- [Excerpt to read]:
The JDBC connector enables Flink to read from and write to relational databases using the standard JDBC interface. It supports bounded scan sources, lookup joins for enrichment, and streaming and batch sinks. The connector is maintained in a separate repository:
Repository: apache/flink-connector-jdbc
The JDBC connector is externalized from the main Flink repository. Add the flink-connector-jdbc dependency plus a JDBC driver (such as MySQL, PostgreSQL, or Oracle) to your project.

- [Problems and tasks]:
#1 Please copy out part of the JDBC connector text word for word, starting at the words "The JDBC connector enables" and ending after the words "to your project.".
#2 Answer these from the JDBC connector text:
(a) What kind of source does the connector support for reading?
(b) In which repository is the connector maintained?
(c) Which JDBC drivers are given as examples?

- [Data provided]:
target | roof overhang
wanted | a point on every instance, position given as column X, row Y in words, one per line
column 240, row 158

- [Answers to the tasks]:
#1
The JDBC connector enables Flink to read from and write to relational databases using the standard JDBC interface. It supports bounded scan sources, lookup joins for enrichment, and streaming and batch sinks. The connector is maintained in a separate repository:
Repository: apache/flink-connector-jdbc
The JDBC connector is externalized from the main Flink repository. Add the flink-connector-jdbc dependency plus a JDBC driver (such as MySQL, PostgreSQL, or Oracle) to your project.

#2
(a) Bounded scan sources.
(b) apache/flink-connector-jdbc.
(c) MySQL, PostgreSQL, and Oracle.